(Beginning of Data to process)

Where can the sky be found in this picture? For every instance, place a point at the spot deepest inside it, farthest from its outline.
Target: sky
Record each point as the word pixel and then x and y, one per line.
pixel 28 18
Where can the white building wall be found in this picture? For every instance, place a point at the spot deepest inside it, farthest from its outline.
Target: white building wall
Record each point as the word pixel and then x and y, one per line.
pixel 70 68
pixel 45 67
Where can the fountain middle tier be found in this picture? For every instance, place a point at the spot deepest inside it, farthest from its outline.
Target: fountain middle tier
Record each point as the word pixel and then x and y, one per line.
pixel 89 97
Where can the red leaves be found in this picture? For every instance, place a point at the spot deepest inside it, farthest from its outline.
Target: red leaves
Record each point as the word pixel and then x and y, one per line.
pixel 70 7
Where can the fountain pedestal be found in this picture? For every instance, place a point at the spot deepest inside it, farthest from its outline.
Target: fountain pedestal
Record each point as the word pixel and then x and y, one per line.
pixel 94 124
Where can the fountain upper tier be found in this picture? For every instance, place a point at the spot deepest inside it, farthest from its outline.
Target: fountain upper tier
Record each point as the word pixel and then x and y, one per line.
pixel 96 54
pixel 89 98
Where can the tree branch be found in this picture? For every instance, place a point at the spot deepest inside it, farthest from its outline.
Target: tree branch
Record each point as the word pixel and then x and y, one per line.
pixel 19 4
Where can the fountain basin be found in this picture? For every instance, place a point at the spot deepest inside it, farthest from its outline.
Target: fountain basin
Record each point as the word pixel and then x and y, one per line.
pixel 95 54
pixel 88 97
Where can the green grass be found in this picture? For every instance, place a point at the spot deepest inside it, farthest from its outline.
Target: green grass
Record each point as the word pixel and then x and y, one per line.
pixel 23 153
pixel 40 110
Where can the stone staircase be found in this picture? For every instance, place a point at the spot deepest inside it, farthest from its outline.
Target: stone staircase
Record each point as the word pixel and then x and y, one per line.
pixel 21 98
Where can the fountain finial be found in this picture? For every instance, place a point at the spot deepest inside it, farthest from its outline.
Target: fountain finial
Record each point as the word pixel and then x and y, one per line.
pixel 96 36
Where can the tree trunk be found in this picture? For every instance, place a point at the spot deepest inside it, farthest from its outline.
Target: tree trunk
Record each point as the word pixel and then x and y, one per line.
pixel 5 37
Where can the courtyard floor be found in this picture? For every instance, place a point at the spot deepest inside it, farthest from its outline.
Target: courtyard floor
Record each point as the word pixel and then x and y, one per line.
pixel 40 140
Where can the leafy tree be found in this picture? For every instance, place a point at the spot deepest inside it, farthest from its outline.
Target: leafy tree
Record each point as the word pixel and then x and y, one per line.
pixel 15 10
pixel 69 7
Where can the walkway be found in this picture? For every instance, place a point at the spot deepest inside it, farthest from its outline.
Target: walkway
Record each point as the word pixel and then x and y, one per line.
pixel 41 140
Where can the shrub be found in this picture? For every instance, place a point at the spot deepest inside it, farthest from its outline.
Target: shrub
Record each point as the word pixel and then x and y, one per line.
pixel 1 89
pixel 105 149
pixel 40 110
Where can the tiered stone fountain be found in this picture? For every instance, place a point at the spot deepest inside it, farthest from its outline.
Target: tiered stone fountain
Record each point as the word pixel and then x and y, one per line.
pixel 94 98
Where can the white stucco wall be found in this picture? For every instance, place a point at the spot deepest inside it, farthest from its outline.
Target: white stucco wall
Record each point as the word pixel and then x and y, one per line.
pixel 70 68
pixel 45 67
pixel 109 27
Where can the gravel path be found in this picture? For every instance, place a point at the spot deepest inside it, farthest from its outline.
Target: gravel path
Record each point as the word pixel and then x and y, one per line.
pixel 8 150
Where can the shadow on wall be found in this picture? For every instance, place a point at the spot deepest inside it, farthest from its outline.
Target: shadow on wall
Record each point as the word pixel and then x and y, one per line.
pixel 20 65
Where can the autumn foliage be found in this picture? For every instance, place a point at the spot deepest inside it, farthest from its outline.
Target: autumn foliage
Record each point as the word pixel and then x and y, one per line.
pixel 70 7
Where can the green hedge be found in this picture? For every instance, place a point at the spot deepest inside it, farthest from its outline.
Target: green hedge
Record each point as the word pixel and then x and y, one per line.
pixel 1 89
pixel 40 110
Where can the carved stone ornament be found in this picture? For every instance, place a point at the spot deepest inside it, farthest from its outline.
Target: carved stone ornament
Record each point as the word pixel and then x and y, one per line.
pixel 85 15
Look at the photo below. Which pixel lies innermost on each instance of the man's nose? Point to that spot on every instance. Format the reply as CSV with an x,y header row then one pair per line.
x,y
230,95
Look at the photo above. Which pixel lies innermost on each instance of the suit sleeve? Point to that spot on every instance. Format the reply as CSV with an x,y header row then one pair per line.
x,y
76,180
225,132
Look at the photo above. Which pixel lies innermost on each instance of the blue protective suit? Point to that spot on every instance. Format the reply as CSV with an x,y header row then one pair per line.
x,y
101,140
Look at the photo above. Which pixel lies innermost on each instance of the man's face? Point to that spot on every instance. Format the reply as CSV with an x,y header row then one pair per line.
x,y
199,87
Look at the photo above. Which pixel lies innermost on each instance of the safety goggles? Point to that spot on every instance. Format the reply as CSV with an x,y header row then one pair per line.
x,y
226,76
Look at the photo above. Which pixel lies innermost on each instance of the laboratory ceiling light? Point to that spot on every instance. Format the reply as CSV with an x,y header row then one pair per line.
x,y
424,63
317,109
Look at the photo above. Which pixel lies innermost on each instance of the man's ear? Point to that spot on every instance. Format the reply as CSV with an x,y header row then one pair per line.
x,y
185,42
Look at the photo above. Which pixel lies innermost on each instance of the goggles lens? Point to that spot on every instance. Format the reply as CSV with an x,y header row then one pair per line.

(End of Data to process)

Work item: Each line above that contains the word "carved" must be copied.

Solution:
Where can the carved stone ornament be found in this picture? For every instance, place a point at the spot deepest inside it, farthest from its outline.
Target: carved stone ornament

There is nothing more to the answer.